Reading passage
============================================================

Ken Salazar, secretary of the Department of the Interior
Image: Courtesy photo

SAN FRANCISCO — The Drakes Bay Oyster Co. can keep farming a few more months as the U.S. Court of Appeals for the Ninth Circuit sorts out a legal challenge to a government-imposed shutdown.

Three days before its lease was set to expire, the Ninth Circuit on Monday enjoined Interior Secretary Ken Salazar from evicting the company while the appellate court hears the company's legal challenge.

"Appellants' emergency motion for an injunction pending appeal is granted, because there are serious legal questions and the balance of hardships tips sharply in appellants' favor," the Ninth Circuit's motions panel stated in a brief order in Drakes Bay Oyster v. Salazar, 13-15227. The court set a hearing on the merits for the week of May 13 in San Francisco.

The ruling revives a hard-fought battle that has divided West Marin County, sown dissension between eco-conscious foodies and environmentalists, and galvanized conservative media outlets because it pits a small business against the federal government.

"We are grateful that the Ninth Circuit has chosen to allow Drakes Bay Oyster Co. to continue operating and recognized the hardships that would have resulted from shutting down the farm before its case could be heard," Amber Abbasi, chief counsel for regulatory affairs at Cause of Action, a Washington, D.C., public interest firm that represents the company, said in a written statement. "We will continue to move forward with the lawsuit and fight the blatant overreach and abuse of power inflicted upon the [owners] and taxpayers by Secretary Salazar's decision."

Neal Desai, associate director of the National Parks Conservation Association for the Pacific region, said he believes environmentalists will be vindicated when the Ninth Circuit reaches the merits. Monday's decision, he said in a written statement, "unfortunately delays by two months the ability for Americans to enjoy their national park wilderness." Congress designated the Point Reyes National Seashore a wilderness area in 1972, but carved an exception for Drakes Estero as "potential wilderness." Potential wilderness was to be managed "as wilderness, to the extent possible, with efforts to steadily continue to remove all obstacles to the eventual conversion ... to wilderness."

============================================================

Collected material
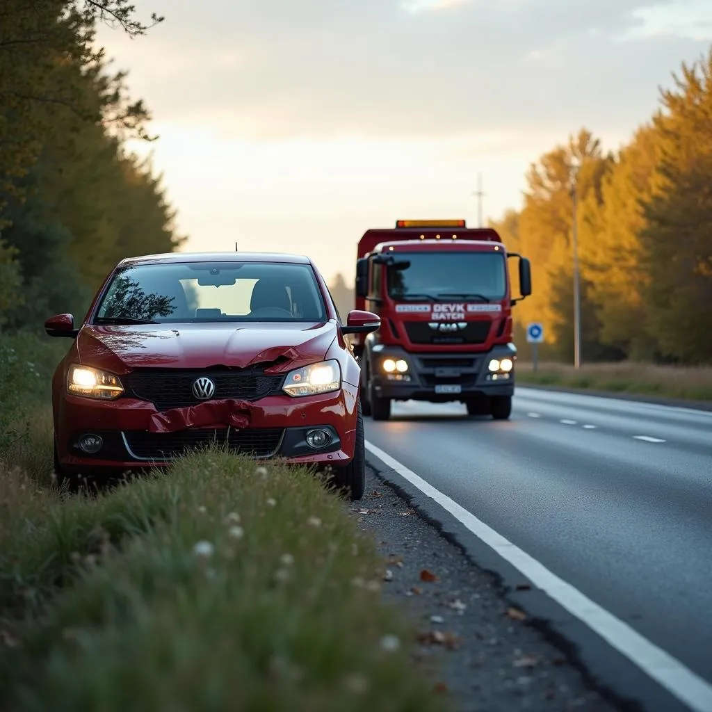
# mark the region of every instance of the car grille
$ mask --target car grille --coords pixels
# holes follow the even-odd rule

============================================================

Work to be completed
Continue the article on the Drakes Bay Oyster Co. court ruling from the point where it stops. The lines are not needed for anything here.

Output for this task
With its 40-year lease set to expire in 2012, Congress made another exception for the oyster farming operation in 2009. A House bill proposed to direct the secretary of the Interior to issue a permit for continued operations, but the final legislation said only the secretary was "authorized to issue" a new 10-year permit "notwithstanding any other provision of law" and after considering a National Academy of Sciences report on shellfish farming in the area.

After visiting the area personally, Salazar, who is set to leave office in March, allowed the permit to expire in November, with a 90-day extension to the end of this month.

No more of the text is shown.